- TASK OBJECTIVE -
Copy out, unchanged, the lines of the records below, beginning at the line that contains "Can you detect any ornate" and stopping after the line that contains "Can you detect any window".

- INPUT ROWS -

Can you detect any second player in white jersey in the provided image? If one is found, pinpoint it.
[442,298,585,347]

--

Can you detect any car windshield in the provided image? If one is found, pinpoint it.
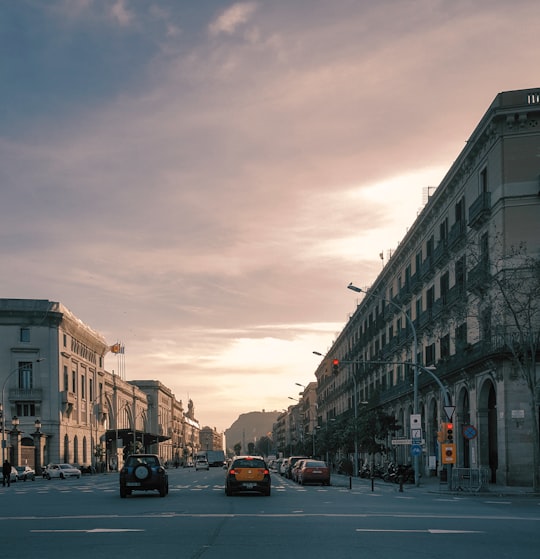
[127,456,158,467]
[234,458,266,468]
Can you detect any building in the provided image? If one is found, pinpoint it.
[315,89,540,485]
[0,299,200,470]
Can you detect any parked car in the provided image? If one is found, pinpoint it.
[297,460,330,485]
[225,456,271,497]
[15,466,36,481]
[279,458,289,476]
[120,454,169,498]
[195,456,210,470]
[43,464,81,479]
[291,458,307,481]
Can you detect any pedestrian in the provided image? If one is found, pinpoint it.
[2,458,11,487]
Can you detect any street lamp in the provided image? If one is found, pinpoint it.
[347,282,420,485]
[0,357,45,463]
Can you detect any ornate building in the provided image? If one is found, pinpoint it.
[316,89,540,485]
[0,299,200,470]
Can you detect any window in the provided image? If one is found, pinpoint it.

* * *

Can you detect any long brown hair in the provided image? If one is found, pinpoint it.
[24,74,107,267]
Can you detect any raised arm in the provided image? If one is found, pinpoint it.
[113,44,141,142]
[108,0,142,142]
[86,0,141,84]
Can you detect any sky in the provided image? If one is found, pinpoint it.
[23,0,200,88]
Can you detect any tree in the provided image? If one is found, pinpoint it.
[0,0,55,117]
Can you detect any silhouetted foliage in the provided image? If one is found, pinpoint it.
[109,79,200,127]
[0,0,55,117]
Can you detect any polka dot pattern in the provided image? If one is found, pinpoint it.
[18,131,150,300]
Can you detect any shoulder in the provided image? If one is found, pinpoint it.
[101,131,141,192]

- OUTPUT FOR THIS TASK -
Can you detect any ornate building in the provided image? If one is found, pinpoint it.
[316,89,540,485]
[0,299,200,470]
Can you detect any window in the provided image? If one is found, pinpoint it.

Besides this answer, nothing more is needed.